▶ Task to complete: Copy out the records below word for word, starting at the very beginning and ending with the line that contains "127L391 127L391 121L384". Leave the pictures out of your copy.

▶ Source records:

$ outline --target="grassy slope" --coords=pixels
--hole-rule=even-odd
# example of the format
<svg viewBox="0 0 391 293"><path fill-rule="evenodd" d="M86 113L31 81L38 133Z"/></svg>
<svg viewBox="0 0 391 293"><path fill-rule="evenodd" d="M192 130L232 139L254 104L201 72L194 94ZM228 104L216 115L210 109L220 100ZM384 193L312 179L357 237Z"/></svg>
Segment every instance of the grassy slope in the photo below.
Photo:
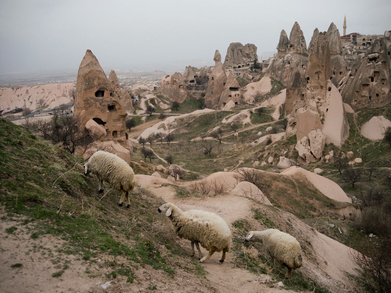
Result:
<svg viewBox="0 0 391 293"><path fill-rule="evenodd" d="M33 239L47 234L60 237L65 244L59 251L87 262L108 255L112 261L102 270L111 272L109 278L125 275L131 282L135 271L145 266L163 270L167 277L178 270L189 277L204 274L189 261L167 223L156 225L162 201L148 190L138 188L131 208L120 208L118 191L105 185L102 196L95 177L83 175L82 159L2 119L0 159L0 204L7 217L27 217L34 225Z"/></svg>

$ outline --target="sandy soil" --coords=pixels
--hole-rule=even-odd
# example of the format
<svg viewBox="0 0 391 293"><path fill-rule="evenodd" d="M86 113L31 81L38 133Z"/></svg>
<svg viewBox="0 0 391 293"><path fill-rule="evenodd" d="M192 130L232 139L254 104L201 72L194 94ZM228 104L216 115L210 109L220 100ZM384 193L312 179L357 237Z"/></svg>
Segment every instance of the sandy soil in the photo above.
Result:
<svg viewBox="0 0 391 293"><path fill-rule="evenodd" d="M387 127L391 127L391 121L384 116L374 116L361 127L361 133L372 140L381 139Z"/></svg>

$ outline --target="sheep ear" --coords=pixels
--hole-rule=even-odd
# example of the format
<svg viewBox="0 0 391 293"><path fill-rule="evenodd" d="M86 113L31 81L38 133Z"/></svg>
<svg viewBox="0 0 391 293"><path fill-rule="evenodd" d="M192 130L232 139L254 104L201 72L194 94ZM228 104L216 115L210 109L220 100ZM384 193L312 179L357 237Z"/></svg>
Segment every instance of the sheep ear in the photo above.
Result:
<svg viewBox="0 0 391 293"><path fill-rule="evenodd" d="M167 216L168 217L170 215L171 215L171 212L172 211L172 209L170 207L169 209L167 210L167 211L166 212L166 216Z"/></svg>

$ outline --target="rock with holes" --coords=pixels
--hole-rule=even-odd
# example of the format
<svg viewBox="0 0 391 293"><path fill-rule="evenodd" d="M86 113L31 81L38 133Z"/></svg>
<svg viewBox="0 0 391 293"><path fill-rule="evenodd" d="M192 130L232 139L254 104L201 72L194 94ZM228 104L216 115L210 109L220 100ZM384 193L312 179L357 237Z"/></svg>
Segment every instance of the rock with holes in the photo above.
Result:
<svg viewBox="0 0 391 293"><path fill-rule="evenodd" d="M96 141L101 141L108 145L105 150L130 163L133 148L126 133L125 123L127 113L120 103L119 84L118 79L114 80L117 77L114 74L115 73L112 73L111 75L114 82L112 84L96 57L90 50L87 50L77 72L74 113L82 118L83 127L85 125L89 129L88 135L95 141L86 149L78 148L75 154L85 157L87 155L85 154L90 154L98 147ZM90 120L95 123L88 122ZM92 133L93 129L98 130L97 136ZM115 143L107 142L110 140Z"/></svg>

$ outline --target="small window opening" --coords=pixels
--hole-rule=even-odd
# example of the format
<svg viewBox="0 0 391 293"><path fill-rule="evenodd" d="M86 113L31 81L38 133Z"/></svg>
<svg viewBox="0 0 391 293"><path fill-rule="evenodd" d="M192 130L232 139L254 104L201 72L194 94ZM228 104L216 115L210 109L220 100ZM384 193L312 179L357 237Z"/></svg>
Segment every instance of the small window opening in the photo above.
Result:
<svg viewBox="0 0 391 293"><path fill-rule="evenodd" d="M99 90L95 92L95 96L97 98L103 98L104 95L104 91Z"/></svg>

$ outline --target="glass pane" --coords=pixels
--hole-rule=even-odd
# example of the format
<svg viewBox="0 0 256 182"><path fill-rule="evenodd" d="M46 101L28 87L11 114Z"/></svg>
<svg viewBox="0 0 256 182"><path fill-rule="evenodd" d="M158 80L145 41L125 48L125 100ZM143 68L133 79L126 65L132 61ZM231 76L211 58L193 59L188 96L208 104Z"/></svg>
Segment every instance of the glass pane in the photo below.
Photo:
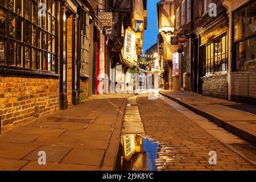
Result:
<svg viewBox="0 0 256 182"><path fill-rule="evenodd" d="M55 34L55 18L52 18L52 33Z"/></svg>
<svg viewBox="0 0 256 182"><path fill-rule="evenodd" d="M15 65L15 45L13 42L10 42L9 46L9 59L7 65Z"/></svg>
<svg viewBox="0 0 256 182"><path fill-rule="evenodd" d="M14 39L15 37L15 16L12 14L9 14L8 28L9 37Z"/></svg>
<svg viewBox="0 0 256 182"><path fill-rule="evenodd" d="M17 18L17 40L22 41L22 19Z"/></svg>
<svg viewBox="0 0 256 182"><path fill-rule="evenodd" d="M30 24L28 21L25 21L24 28L23 42L26 43L30 43Z"/></svg>
<svg viewBox="0 0 256 182"><path fill-rule="evenodd" d="M245 69L256 68L256 38L246 41Z"/></svg>
<svg viewBox="0 0 256 182"><path fill-rule="evenodd" d="M35 49L32 49L32 61L31 61L31 68L32 69L36 68L36 51Z"/></svg>
<svg viewBox="0 0 256 182"><path fill-rule="evenodd" d="M52 0L52 14L55 16L55 1Z"/></svg>
<svg viewBox="0 0 256 182"><path fill-rule="evenodd" d="M236 13L234 17L234 40L236 40L245 37L245 9L242 9Z"/></svg>
<svg viewBox="0 0 256 182"><path fill-rule="evenodd" d="M47 45L47 42L46 42L46 35L47 35L47 34L46 34L46 32L45 31L43 31L42 32L42 48L43 49L46 49L46 49L47 49L47 47L46 47L46 45Z"/></svg>
<svg viewBox="0 0 256 182"><path fill-rule="evenodd" d="M41 31L38 28L38 47L41 48Z"/></svg>
<svg viewBox="0 0 256 182"><path fill-rule="evenodd" d="M19 0L20 1L20 0ZM28 20L30 20L30 0L24 0L24 17Z"/></svg>
<svg viewBox="0 0 256 182"><path fill-rule="evenodd" d="M17 67L22 67L22 45L17 44Z"/></svg>
<svg viewBox="0 0 256 182"><path fill-rule="evenodd" d="M42 53L41 51L38 51L38 69L42 69Z"/></svg>
<svg viewBox="0 0 256 182"><path fill-rule="evenodd" d="M52 36L48 34L48 51L52 52Z"/></svg>
<svg viewBox="0 0 256 182"><path fill-rule="evenodd" d="M6 7L6 0L0 1L0 5Z"/></svg>
<svg viewBox="0 0 256 182"><path fill-rule="evenodd" d="M30 48L25 46L25 68L30 68Z"/></svg>
<svg viewBox="0 0 256 182"><path fill-rule="evenodd" d="M18 0L17 1L17 14L22 16L22 1Z"/></svg>
<svg viewBox="0 0 256 182"><path fill-rule="evenodd" d="M256 30L256 1L246 7L246 27L245 35L249 36L255 34Z"/></svg>
<svg viewBox="0 0 256 182"><path fill-rule="evenodd" d="M32 3L32 22L33 23L36 23L36 18L37 18L37 15L38 15L38 7L37 5L35 5L35 3Z"/></svg>
<svg viewBox="0 0 256 182"><path fill-rule="evenodd" d="M0 35L6 35L6 11L0 9Z"/></svg>
<svg viewBox="0 0 256 182"><path fill-rule="evenodd" d="M46 17L44 16L42 16L42 27L46 30Z"/></svg>
<svg viewBox="0 0 256 182"><path fill-rule="evenodd" d="M55 53L55 37L53 36L52 36L52 52Z"/></svg>
<svg viewBox="0 0 256 182"><path fill-rule="evenodd" d="M52 71L55 72L55 55L52 55Z"/></svg>
<svg viewBox="0 0 256 182"><path fill-rule="evenodd" d="M0 39L0 64L5 64L5 41Z"/></svg>
<svg viewBox="0 0 256 182"><path fill-rule="evenodd" d="M47 22L48 22L48 31L51 32L52 23L51 22L51 15L49 14L48 15Z"/></svg>
<svg viewBox="0 0 256 182"><path fill-rule="evenodd" d="M36 27L33 25L32 26L32 46L36 46Z"/></svg>
<svg viewBox="0 0 256 182"><path fill-rule="evenodd" d="M15 0L9 0L9 10L15 11Z"/></svg>
<svg viewBox="0 0 256 182"><path fill-rule="evenodd" d="M48 53L47 61L48 61L47 70L51 71L51 67L52 55L49 53Z"/></svg>
<svg viewBox="0 0 256 182"><path fill-rule="evenodd" d="M237 69L244 69L245 62L245 44L241 42L236 44Z"/></svg>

▶ The result:
$ outline --target="grassy slope" --coords=pixels
--hole-rule=even-odd
# example of the format
<svg viewBox="0 0 391 293"><path fill-rule="evenodd" d="M86 113L31 81L38 133Z"/></svg>
<svg viewBox="0 0 391 293"><path fill-rule="evenodd" d="M192 130L232 139L254 104L201 72L194 94ZM228 104L216 115L210 109L220 100ZM384 193L312 179L357 237Z"/></svg>
Segment every instance of the grassy slope in the photo below.
Photo:
Result:
<svg viewBox="0 0 391 293"><path fill-rule="evenodd" d="M33 239L47 234L60 237L65 244L59 251L87 262L108 255L112 261L102 270L111 272L109 278L125 275L131 282L135 271L145 266L163 270L167 277L178 270L189 277L204 274L189 261L167 223L156 225L162 201L148 190L138 188L131 208L120 208L118 191L105 185L102 196L95 177L83 175L82 159L2 119L0 159L0 204L7 217L27 217L34 225Z"/></svg>

$ outline --target="sandy soil" --coords=pixels
--hole-rule=even-odd
# example of the format
<svg viewBox="0 0 391 293"><path fill-rule="evenodd" d="M86 113L31 81L38 133Z"/></svg>
<svg viewBox="0 0 391 293"><path fill-rule="evenodd" d="M192 130L232 139L254 104L201 72L194 94ZM228 104L216 115L210 109L220 100ZM384 193L312 179L357 237Z"/></svg>
Segment every instance of the sandy soil in the photo above.
Result:
<svg viewBox="0 0 391 293"><path fill-rule="evenodd" d="M387 127L391 127L391 121L384 116L374 116L361 127L361 133L372 140L381 139Z"/></svg>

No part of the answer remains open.